Work required: Rewrite every one of the records below, substituting "center" for "middle" and leaving the rest unchanged.

[Source records]
****************************************
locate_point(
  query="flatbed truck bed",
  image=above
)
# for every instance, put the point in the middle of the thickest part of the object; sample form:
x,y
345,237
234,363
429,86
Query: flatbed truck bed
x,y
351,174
****************************************
Result for this exercise:
locate_point(
  query="flatbed truck bed",
  image=above
)
# for every instance, put the point in the center of the thickest part of the object; sample form:
x,y
345,237
234,363
429,86
Query: flatbed truck bed
x,y
351,174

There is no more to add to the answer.